Exercise requirements | Provide the data again in its entirety, exactly as given.

Given data |
-.-.-

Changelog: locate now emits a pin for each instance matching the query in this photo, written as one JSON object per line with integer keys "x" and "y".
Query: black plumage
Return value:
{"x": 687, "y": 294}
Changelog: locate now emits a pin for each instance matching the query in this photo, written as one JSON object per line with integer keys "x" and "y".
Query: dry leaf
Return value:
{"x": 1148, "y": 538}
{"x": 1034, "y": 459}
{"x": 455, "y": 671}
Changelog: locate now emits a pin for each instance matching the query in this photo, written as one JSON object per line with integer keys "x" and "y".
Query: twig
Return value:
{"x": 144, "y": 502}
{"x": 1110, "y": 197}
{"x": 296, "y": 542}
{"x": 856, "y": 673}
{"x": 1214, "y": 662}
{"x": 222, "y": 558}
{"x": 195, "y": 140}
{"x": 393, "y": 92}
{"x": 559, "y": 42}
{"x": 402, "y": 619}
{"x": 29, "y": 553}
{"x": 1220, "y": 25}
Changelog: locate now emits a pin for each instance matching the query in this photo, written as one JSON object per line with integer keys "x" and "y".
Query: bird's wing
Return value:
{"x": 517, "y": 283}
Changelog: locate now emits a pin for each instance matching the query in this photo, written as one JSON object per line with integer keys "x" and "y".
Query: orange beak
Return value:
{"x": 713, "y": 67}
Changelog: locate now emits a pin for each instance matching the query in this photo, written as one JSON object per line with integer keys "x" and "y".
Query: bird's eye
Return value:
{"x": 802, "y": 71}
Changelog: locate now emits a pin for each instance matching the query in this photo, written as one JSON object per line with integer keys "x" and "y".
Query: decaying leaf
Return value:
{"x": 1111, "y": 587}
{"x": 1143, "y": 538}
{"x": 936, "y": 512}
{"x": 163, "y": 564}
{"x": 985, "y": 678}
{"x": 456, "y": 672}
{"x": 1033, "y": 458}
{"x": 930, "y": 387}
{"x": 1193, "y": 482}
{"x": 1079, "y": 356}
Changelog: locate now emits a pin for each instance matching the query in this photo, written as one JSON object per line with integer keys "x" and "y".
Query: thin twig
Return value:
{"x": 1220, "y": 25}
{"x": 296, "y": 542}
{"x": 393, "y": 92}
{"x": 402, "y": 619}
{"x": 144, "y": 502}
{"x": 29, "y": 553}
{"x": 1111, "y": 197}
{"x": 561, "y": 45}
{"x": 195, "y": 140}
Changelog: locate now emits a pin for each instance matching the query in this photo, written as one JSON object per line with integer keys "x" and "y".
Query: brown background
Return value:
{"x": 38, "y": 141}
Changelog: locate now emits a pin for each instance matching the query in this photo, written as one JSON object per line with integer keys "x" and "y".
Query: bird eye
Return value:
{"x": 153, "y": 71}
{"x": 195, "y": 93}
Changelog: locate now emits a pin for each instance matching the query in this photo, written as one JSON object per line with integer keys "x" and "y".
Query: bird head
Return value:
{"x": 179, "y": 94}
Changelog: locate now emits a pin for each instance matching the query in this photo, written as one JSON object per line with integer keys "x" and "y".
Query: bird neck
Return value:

-.-.-

Task solution |
Changelog: locate now emits a pin for each instance matching the query in this photo, written as one JSON object per line with integer keys "x" and "y".
Query: black plumage
Return value:
{"x": 687, "y": 294}
Changelog: locate now emits a pin for each instance matching the query in this photo, written as one JSON object per line with integer keys "x" and "y".
Query: dry leaf
Return value:
{"x": 1148, "y": 538}
{"x": 1034, "y": 459}
{"x": 455, "y": 671}
Changelog: locate now emits a pin for each instance matching the query in this photo, written as one JSON object per line with integer keys "x" and "y".
Query: twig
Return value:
{"x": 144, "y": 502}
{"x": 1110, "y": 197}
{"x": 296, "y": 542}
{"x": 856, "y": 673}
{"x": 1214, "y": 662}
{"x": 222, "y": 558}
{"x": 195, "y": 140}
{"x": 393, "y": 92}
{"x": 559, "y": 42}
{"x": 402, "y": 619}
{"x": 29, "y": 553}
{"x": 1220, "y": 25}
Changelog: locate now emits a pin for each instance matching the query in this photo, written as one JSON object per line with integer keys "x" and "y".
Query: bird's wing
Return value:
{"x": 517, "y": 283}
Changelog: locate now emits a pin for each instance matching the query in this photo, written as one JSON object per line with integer keys "x" and "y".
Query: orange beak
Return value:
{"x": 713, "y": 67}
Changelog: locate now emits a pin for each instance matching the query in this photo, written as one JSON object per line with integer keys "x" and "y".
Query: bird's eye
Return value:
{"x": 802, "y": 71}
Changelog: locate now emits a pin for each instance matching the query in this photo, written as one JSON object per line with integer keys "x" and "y".
Query: decaying leaf
Return value:
{"x": 1111, "y": 587}
{"x": 1143, "y": 538}
{"x": 936, "y": 512}
{"x": 163, "y": 564}
{"x": 985, "y": 678}
{"x": 456, "y": 672}
{"x": 1033, "y": 458}
{"x": 930, "y": 387}
{"x": 1193, "y": 482}
{"x": 1079, "y": 356}
Changelog: locate now emits a pin for each instance matching the query in this photo, written as one JSON object per line with integer keys "x" and "y".
Query: thin twig
Return value:
{"x": 1220, "y": 25}
{"x": 296, "y": 542}
{"x": 393, "y": 92}
{"x": 402, "y": 619}
{"x": 144, "y": 502}
{"x": 29, "y": 553}
{"x": 1111, "y": 197}
{"x": 561, "y": 45}
{"x": 195, "y": 140}
Changelog: locate now emits a pin for each instance matching the query in this photo, written as one JSON object per line with integer keys "x" and "y".
Query: brown background
Return value:
{"x": 38, "y": 141}
Changelog: locate now emits a pin for each instance matching the query in this photo, written as one JSON object per line with integer keys "x" and "y".
Query: bird eye
Return value:
{"x": 153, "y": 71}
{"x": 195, "y": 93}
Changelog: locate now emits a pin for each instance matching the query in this photo, written as one JSON object per line with integer keys "x" and "y".
Query: bird head
Return value:
{"x": 179, "y": 94}
Changelog: locate now emits a pin for each instance matching the query in this photo, written as one JSON object per line with integer keys "x" and "y".
Query: bird neck
Return value:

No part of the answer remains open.